**Exercise requirements:**
Switch each "photograph" in the items below to "image" and write the items out again with nothing else changed, leaving out the pictures.

**Record list:**
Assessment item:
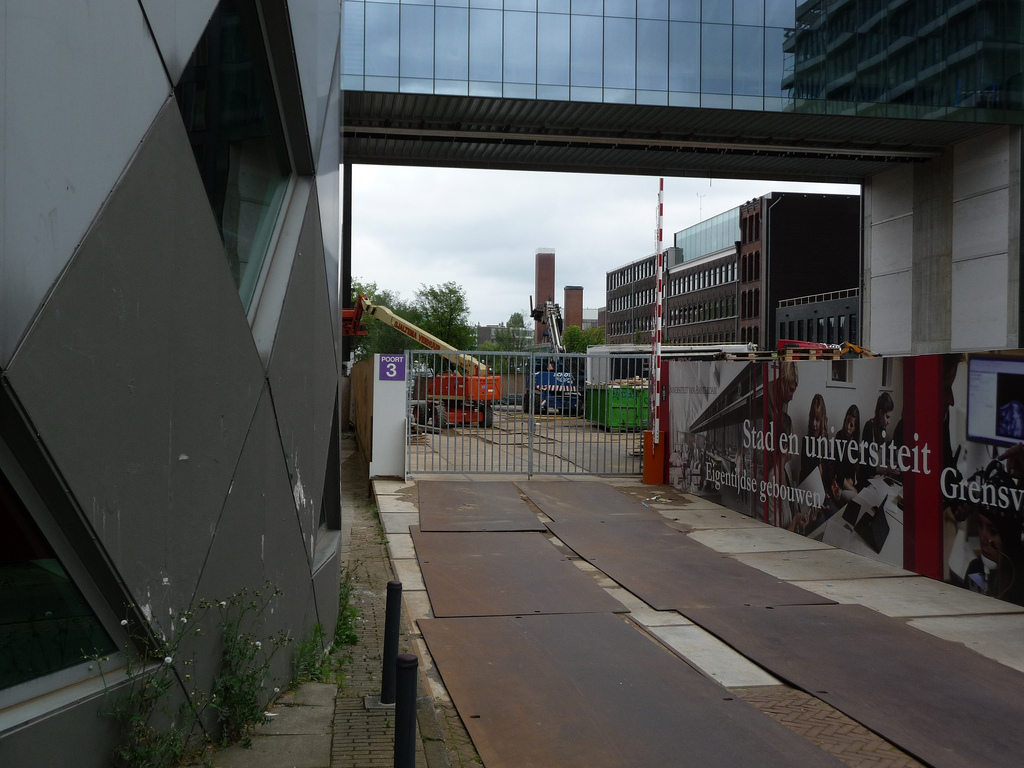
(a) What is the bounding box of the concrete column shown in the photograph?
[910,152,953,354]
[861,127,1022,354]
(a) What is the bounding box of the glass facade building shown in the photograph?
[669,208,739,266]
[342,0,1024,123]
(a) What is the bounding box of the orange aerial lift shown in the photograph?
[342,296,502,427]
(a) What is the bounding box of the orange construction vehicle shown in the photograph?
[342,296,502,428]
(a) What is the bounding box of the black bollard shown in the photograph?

**Answer to this exercise:**
Assessment item:
(a) What is the bounding box of the concrete column shown in the image?
[910,152,953,354]
[861,127,1022,354]
(a) What is the bounding box of the glass facade building shown in the image?
[669,208,739,266]
[342,0,1024,123]
(a) What is the bounding box of the orange aerial lift shown in the image?
[342,296,502,427]
(a) What is the bounding box of the orange construction vehicle shown in the image?
[342,296,502,428]
(a) What is the bounding box of the black bollard shown in the image?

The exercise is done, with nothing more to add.